═══ Data in this exercise
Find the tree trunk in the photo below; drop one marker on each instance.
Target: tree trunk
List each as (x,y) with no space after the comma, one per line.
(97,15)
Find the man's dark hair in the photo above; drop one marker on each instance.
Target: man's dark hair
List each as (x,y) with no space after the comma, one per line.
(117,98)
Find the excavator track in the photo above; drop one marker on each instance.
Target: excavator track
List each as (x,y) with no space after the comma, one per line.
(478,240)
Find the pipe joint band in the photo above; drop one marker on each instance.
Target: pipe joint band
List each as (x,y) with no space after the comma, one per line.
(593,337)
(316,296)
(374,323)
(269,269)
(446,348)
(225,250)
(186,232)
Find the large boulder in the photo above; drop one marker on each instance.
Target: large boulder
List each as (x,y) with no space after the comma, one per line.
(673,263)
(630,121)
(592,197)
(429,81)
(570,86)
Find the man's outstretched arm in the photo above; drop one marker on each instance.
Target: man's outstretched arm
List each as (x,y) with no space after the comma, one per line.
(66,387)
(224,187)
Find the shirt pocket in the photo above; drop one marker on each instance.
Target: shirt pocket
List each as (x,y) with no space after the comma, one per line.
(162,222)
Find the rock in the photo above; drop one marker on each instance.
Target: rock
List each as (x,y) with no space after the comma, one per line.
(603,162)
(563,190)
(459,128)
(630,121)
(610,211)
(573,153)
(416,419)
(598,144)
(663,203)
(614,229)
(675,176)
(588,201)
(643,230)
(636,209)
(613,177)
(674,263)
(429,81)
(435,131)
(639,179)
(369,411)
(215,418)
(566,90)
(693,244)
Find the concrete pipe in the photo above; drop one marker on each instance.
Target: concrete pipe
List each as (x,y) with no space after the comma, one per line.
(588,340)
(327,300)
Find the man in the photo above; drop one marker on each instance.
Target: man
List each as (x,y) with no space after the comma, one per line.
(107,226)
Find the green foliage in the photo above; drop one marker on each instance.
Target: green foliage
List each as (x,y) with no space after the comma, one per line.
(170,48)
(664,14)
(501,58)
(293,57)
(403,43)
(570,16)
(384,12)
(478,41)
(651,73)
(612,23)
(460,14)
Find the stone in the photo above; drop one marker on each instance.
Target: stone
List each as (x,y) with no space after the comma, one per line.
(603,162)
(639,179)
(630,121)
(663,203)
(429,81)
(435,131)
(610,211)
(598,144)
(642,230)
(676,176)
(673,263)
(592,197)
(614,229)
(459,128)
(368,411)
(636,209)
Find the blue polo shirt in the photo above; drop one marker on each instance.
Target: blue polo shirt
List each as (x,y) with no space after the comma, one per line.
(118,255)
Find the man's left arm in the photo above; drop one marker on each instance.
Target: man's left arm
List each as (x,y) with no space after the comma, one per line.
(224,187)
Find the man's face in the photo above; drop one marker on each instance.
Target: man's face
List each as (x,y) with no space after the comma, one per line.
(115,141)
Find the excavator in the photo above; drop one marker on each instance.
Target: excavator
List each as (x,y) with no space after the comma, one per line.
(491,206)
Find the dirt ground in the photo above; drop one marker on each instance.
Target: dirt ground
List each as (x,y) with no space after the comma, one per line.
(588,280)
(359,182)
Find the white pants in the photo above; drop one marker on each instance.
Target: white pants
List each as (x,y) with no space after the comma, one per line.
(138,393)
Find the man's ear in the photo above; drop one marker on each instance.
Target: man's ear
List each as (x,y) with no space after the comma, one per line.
══════
## [Work required]
Output all of the material exactly as written.

## [Written reply]
Find the tree trunk in the photo below; drop one marker on each instance.
Target: tree trunk
List each as (x,y) with no space after the comma, one per line.
(97,15)
Find the man's dark hair in the photo above; drop one marker on each instance.
Target: man's dark hair
List each as (x,y) with no space after the comma, one per line.
(117,98)
Find the excavator track in the photo above; drop one marker on each instance.
Target: excavator track
List each as (x,y) with no space after the comma, one per line.
(478,240)
Find the pipe joint band in the photo above; drop one marker on each instance.
Target: pipe joint band
List each as (x,y) with no space after the comma, one per line.
(593,337)
(316,296)
(374,323)
(269,269)
(446,348)
(225,250)
(186,232)
Find the large boulder in the photo above; drop one marker on each instance.
Target: large boulder
List each as (x,y) with no space after the comma, one per line.
(673,263)
(630,121)
(592,197)
(429,81)
(570,86)
Find the man's outstretched arm in the photo above; drop one marker on each instance.
Target: man's outstretched arm
List each as (x,y) with no space after the comma, one per line.
(66,387)
(224,187)
Find the shirt pocket in the photo above; drop one marker on each instance.
Target: shirt pocket
List each as (x,y) with no space after the comma, one per line.
(162,222)
Find the rock in the photo above; drop one marker on each instance.
Target: rock
List each as (x,y) with no space after the comma, one per line.
(603,162)
(563,190)
(459,128)
(630,121)
(610,211)
(573,153)
(416,419)
(598,144)
(663,203)
(614,229)
(675,176)
(588,201)
(643,230)
(636,209)
(613,177)
(674,263)
(429,81)
(435,131)
(639,179)
(369,411)
(215,418)
(566,90)
(693,244)
Find the concrete pipe in the photo above; drop one marker on each instance.
Target: concrete pipe
List each as (x,y) with no space after the comma, one per line.
(588,340)
(327,300)
Find the man in the photo above; drop one marker on each instance.
Target: man
List each as (x,y) with no space after the comma, one per line.
(107,226)
Find the green foliage in the photo above; drop one marker on each instance.
Target: green foliage
List each as (x,y) with no space after the comma, one per line.
(170,48)
(664,14)
(501,58)
(293,57)
(403,43)
(570,16)
(384,12)
(478,41)
(651,73)
(612,23)
(460,14)
Find the stone in the photo above; drop one marker on each instance.
Target: stone
List each as (x,y) with no space after the comma, one per line.
(603,162)
(639,179)
(630,121)
(663,203)
(429,81)
(435,131)
(610,211)
(598,144)
(642,230)
(676,176)
(673,263)
(592,197)
(614,229)
(459,128)
(368,411)
(636,209)
Find the blue polo shirt in the photo above; drop one marker on each instance.
Target: blue polo shirt
List each as (x,y) with no space after the comma, one per line.
(118,255)
Find the man's left arm in the photo above; drop one marker on each instance.
Target: man's left arm
List each as (x,y) with no space after the comma, one per line.
(224,187)
Find the man's face in the photo above; drop one marker on each instance.
Target: man's face
List each as (x,y) with no space after the comma, one per line.
(115,141)
Find the excavator in the photo above; drop one marker on each instance.
Target: excavator
List each as (x,y) with no space after the comma, one per line.
(491,206)
Find the dirt ground in the photo above; drop one marker on each instance.
Target: dirt ground
List each as (x,y) with no space after the comma, one per line.
(588,280)
(359,182)
Find the white pants in the photo above; drop one marker on each instance.
Target: white pants
List each as (x,y) with no space after the comma, one per line.
(138,393)
Find the man's ear in the photo above; drop one marker on each instance.
Target: man's ear
List each as (x,y) with no space after the comma, one per line.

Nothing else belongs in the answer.